## 課題
酒器について述べた以下の本文を、全文そのまま引用してください。

お酒を盃に注ぐ容器が銚子です。木製や金属製で柄杓のように長い柄が付いているのが特徴。神前式の三々九度で盃に注ぐ際に用いられています。急須のような形のものは、本来「提子(ひさげ)」と呼ばれていましたが、江戸時代から銚子とも呼ばれ、現在ではお正月のお屠蘇を飲む際に使われています。
日本酒の香りや味わいは、銘柄の違いや温度変化だけではなく、選んだ酒器の素材によっても影響を受けます。酒器は直接口に触れるため、肌なじみによって口当たりが変わる上に、素材の持つ性質が味わいに変化をもたらします。ここでは、酒器の素材の特徴と味わいへの影響について見ていきましょう。
見た目の爽やかさから、日本酒の清らかなイメージにピッタリなのがガラス製の酒器。口当たりもお酒の邪魔をしないため、日本酒本来の味を楽しみたいときにおすすめ。透明感が涼しい印象を与え、冷酒を楽しむ酒器によく使われる素材です。透明なガラスの器は、お酒の繊細な色合いもわかり、視覚でも楽しめます。

## 出典抜粋
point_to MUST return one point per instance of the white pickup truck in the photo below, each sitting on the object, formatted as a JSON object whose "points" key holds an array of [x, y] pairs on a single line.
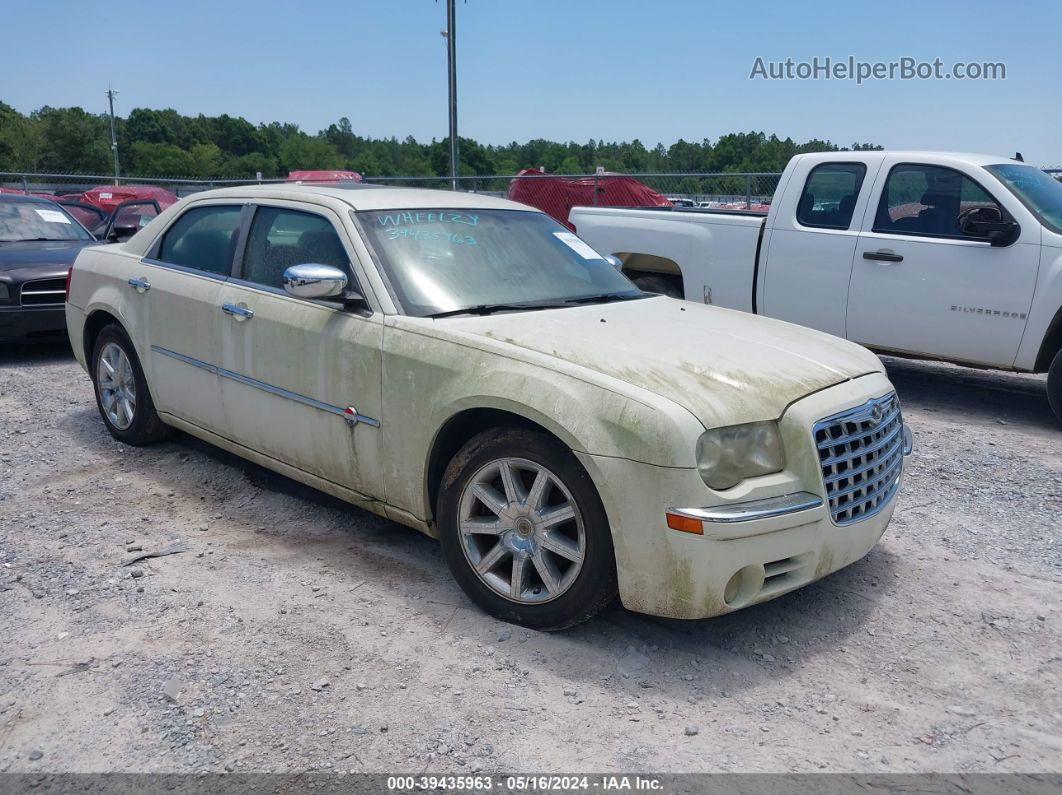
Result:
{"points": [[927, 254]]}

## 解答
お酒を盃に注ぐ容器が銚子です。木製や金属製で柄杓のように長い柄が付いているのが特徴。神前式の三々九度で盃に注ぐ際に用いられています。急須のような形のものは、本来「提子(ひさげ)」と呼ばれていましたが、江戸時代から銚子とも呼ばれ、現在ではお正月のお屠蘇を飲む際に使われています。
日本酒の香りや味わいは、銘柄の違いや温度変化だけではなく、選んだ酒器の素材によっても影響を受けます。酒器は直接口に触れるため、肌なじみによって口当たりが変わる上に、素材の持つ性質が味わいに変化をもたらします。ここでは、酒器の素材の特徴と味わいへの影響について見ていきましょう。
見た目の爽やかさから、日本酒の清らかなイメージにピッタリなのがガラス製の酒器。口当たりもお酒の邪魔をしないため、日本酒本来の味を楽しみたいときにおすすめ。透明感が涼しい印象を与え、冷酒を楽しむ酒器によく使われる素材です。透明なガラスの器は、お酒の繊細な色合いもわかり、視覚でも楽しめます。